#### Task goal:
Report every line of the listing below in which the string "door" occurs.

----- Data provided

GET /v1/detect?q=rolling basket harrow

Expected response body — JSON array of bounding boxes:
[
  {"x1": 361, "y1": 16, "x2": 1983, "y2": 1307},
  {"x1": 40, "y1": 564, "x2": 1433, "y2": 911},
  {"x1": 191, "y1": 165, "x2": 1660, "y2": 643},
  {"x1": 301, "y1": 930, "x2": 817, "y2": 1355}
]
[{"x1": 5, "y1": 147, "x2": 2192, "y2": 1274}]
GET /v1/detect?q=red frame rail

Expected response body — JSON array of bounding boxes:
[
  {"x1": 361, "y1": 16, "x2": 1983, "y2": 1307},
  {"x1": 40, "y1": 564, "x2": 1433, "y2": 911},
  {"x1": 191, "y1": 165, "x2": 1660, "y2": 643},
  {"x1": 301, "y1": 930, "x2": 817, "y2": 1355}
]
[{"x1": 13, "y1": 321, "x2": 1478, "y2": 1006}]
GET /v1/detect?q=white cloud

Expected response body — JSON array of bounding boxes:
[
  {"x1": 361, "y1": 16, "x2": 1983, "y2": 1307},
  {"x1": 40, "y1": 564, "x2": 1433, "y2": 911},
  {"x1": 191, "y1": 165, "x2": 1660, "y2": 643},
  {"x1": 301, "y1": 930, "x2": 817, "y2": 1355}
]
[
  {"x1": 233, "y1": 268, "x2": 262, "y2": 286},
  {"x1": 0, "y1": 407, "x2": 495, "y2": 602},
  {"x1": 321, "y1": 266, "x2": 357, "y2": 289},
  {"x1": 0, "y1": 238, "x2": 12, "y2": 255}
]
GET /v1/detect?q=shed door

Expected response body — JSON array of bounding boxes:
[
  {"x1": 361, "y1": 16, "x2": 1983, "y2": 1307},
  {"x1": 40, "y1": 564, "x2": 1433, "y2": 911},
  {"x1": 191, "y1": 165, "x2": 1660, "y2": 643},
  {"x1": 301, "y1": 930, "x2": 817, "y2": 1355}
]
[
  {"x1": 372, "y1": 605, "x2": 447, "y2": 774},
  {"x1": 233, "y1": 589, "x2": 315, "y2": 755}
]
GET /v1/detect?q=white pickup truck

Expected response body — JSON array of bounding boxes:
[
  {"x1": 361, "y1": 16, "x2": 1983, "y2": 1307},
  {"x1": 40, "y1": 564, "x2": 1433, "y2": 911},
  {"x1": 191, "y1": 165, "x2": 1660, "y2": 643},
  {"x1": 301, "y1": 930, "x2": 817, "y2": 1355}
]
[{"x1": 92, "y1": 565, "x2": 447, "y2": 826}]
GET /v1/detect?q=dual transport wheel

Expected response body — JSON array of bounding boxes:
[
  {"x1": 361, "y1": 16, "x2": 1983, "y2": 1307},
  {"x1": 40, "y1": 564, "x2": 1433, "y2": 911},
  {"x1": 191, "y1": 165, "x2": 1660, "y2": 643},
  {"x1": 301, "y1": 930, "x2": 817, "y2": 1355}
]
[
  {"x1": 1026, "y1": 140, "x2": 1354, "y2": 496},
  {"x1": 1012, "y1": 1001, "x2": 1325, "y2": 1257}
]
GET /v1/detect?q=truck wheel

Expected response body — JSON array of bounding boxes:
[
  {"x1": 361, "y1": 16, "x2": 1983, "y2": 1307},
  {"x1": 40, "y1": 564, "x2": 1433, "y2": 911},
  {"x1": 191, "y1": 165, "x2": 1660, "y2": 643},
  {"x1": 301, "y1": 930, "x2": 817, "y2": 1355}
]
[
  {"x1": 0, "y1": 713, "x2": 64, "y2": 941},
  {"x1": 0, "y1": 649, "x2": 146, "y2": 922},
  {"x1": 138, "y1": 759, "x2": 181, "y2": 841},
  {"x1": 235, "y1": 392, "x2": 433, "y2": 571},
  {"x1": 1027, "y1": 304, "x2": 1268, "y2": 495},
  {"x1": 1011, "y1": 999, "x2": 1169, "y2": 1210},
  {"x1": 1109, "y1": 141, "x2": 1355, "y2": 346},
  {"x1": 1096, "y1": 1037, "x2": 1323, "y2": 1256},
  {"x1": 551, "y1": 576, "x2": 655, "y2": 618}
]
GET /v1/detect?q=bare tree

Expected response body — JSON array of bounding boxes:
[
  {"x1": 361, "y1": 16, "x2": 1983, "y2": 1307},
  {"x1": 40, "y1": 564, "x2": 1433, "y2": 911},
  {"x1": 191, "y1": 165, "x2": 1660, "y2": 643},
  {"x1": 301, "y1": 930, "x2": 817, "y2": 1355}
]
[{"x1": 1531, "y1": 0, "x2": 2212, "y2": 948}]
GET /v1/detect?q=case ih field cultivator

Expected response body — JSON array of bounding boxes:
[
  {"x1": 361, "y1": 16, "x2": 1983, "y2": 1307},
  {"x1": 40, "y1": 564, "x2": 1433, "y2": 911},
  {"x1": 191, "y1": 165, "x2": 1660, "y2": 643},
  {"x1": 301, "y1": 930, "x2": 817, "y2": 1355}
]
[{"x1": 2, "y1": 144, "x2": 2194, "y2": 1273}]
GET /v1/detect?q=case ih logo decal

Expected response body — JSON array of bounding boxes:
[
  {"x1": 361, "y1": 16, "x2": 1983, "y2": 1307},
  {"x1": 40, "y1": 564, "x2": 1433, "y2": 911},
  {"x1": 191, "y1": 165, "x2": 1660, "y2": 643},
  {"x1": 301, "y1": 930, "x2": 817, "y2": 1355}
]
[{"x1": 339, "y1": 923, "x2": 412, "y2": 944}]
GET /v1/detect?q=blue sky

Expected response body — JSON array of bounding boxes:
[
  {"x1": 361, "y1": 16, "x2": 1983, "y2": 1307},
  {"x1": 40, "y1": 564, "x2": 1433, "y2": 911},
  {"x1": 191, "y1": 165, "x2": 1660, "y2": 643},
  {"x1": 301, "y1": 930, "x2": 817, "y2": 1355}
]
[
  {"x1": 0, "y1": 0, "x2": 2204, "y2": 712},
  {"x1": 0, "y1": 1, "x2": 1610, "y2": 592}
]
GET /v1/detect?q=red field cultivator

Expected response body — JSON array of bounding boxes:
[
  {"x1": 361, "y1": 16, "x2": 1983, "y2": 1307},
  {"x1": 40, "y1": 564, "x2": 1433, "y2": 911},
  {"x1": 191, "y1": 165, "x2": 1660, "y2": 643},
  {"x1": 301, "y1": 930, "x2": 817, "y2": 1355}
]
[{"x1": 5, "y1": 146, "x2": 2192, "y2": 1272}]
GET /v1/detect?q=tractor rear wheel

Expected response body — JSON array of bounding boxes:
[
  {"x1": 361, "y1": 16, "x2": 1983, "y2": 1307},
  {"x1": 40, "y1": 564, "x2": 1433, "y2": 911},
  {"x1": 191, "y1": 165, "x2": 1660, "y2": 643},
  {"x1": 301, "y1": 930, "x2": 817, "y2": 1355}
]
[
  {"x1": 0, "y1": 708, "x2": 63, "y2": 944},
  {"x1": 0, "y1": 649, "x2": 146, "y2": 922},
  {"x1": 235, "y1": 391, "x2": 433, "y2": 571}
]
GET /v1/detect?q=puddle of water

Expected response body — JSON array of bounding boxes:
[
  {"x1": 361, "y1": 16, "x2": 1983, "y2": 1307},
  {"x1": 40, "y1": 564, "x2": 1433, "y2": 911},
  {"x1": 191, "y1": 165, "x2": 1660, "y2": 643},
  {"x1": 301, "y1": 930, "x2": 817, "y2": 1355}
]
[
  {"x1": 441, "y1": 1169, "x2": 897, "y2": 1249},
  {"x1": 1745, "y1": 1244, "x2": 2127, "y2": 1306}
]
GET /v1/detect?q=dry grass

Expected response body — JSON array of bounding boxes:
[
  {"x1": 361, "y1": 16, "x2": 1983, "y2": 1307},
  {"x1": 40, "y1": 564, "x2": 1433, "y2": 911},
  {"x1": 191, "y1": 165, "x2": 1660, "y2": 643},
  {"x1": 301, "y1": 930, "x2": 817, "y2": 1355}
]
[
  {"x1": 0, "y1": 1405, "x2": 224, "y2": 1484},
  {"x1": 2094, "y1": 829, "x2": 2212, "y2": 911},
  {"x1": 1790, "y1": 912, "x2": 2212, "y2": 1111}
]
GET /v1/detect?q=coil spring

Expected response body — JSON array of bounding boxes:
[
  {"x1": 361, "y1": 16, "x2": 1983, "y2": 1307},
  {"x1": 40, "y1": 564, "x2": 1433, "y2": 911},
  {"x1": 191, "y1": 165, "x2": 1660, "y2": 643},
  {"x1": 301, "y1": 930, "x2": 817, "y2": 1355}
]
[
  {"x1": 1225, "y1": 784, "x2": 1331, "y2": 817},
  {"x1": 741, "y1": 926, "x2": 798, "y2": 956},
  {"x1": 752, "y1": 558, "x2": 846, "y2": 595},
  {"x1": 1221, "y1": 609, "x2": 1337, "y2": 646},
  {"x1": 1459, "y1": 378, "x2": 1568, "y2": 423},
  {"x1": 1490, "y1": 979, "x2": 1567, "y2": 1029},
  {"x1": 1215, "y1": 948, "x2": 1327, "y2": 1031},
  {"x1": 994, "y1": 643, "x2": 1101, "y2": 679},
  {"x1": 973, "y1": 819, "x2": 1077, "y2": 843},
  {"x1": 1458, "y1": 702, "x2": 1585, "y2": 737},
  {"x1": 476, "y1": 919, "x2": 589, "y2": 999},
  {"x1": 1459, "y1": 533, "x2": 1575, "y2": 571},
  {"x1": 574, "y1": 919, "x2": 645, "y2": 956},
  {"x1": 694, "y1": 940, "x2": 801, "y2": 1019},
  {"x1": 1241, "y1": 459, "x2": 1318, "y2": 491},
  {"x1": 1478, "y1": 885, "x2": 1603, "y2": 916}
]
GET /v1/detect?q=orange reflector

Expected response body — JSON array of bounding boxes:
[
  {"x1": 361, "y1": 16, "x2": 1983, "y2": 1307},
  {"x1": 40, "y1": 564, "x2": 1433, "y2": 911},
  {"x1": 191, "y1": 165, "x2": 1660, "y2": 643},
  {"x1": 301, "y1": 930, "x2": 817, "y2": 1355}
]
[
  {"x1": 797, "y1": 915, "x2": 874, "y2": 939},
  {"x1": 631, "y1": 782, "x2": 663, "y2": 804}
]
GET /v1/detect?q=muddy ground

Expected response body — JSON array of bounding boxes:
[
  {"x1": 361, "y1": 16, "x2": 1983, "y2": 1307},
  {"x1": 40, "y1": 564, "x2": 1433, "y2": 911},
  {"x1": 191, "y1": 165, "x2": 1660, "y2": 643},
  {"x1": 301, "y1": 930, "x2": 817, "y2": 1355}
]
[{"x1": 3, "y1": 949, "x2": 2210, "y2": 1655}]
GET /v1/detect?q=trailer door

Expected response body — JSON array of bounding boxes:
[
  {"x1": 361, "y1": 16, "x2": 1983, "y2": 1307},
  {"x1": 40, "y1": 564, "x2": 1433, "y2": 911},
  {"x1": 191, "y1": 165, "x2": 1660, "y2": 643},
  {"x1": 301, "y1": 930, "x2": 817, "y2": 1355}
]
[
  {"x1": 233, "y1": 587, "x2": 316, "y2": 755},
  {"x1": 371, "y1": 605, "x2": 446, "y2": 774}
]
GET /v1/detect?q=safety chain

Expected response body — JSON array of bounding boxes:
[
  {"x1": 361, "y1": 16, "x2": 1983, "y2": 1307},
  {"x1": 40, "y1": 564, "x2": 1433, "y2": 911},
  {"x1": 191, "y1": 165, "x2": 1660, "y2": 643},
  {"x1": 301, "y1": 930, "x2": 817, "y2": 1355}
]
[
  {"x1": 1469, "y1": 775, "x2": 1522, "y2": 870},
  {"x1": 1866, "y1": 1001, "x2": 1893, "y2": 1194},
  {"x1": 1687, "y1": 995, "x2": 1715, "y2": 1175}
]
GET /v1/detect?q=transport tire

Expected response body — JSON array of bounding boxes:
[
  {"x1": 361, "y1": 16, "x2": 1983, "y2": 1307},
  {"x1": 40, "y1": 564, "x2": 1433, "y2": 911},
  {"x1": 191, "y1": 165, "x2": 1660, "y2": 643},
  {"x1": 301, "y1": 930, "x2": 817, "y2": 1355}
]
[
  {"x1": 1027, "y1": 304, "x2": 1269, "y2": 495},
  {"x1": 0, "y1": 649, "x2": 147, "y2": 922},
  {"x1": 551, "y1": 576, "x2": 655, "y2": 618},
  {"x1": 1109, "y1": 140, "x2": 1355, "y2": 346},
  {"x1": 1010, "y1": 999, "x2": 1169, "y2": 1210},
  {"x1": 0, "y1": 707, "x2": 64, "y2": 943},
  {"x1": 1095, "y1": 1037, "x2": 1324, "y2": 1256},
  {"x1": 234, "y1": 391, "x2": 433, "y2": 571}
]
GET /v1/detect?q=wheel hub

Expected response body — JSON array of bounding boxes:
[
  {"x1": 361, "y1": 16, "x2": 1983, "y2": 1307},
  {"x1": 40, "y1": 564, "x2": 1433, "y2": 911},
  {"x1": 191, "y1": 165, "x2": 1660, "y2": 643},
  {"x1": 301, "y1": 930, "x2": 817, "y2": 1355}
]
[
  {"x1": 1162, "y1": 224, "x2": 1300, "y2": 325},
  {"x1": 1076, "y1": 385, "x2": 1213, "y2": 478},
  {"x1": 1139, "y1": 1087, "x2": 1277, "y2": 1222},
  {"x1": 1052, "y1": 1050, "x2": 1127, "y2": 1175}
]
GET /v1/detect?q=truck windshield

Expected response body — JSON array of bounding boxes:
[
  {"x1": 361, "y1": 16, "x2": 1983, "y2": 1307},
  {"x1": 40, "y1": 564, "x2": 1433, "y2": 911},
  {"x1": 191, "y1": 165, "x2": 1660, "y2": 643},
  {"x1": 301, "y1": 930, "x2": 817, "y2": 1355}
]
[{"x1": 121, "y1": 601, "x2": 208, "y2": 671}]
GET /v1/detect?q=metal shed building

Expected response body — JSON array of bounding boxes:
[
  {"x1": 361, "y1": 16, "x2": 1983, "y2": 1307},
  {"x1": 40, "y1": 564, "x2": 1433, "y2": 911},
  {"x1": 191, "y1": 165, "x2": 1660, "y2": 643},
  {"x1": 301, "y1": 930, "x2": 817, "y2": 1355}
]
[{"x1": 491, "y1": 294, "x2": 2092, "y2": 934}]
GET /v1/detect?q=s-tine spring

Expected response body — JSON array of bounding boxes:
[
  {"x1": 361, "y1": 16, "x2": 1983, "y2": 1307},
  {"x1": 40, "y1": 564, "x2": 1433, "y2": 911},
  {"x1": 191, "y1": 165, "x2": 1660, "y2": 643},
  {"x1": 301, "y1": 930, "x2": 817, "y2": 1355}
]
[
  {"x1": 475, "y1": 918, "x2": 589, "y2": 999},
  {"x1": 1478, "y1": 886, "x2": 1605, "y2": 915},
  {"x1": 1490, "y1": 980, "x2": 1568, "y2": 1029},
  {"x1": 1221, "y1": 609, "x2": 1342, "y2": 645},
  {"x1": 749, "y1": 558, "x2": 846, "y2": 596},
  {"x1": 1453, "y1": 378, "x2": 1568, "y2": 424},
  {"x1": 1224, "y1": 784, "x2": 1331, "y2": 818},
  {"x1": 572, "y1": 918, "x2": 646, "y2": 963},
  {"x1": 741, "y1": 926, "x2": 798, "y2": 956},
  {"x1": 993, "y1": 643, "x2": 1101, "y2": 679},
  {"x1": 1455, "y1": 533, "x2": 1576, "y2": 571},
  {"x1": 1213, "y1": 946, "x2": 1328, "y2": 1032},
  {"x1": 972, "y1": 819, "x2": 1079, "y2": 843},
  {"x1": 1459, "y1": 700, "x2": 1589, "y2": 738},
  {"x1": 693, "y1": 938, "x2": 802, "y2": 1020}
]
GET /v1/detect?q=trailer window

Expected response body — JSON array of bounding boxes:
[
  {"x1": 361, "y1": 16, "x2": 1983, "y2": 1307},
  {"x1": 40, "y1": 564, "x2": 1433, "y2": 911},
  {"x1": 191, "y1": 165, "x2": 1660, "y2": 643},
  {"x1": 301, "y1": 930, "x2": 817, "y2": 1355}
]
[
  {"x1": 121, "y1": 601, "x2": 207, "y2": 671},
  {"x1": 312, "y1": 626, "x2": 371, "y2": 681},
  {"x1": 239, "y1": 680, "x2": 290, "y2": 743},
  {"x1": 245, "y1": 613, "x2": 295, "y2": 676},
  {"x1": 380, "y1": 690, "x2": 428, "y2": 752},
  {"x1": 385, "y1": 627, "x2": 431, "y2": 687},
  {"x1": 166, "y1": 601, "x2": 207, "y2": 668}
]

----------

#### Finished exercise:
GET /v1/detect?q=shed door
GET /v1/detect?q=trailer door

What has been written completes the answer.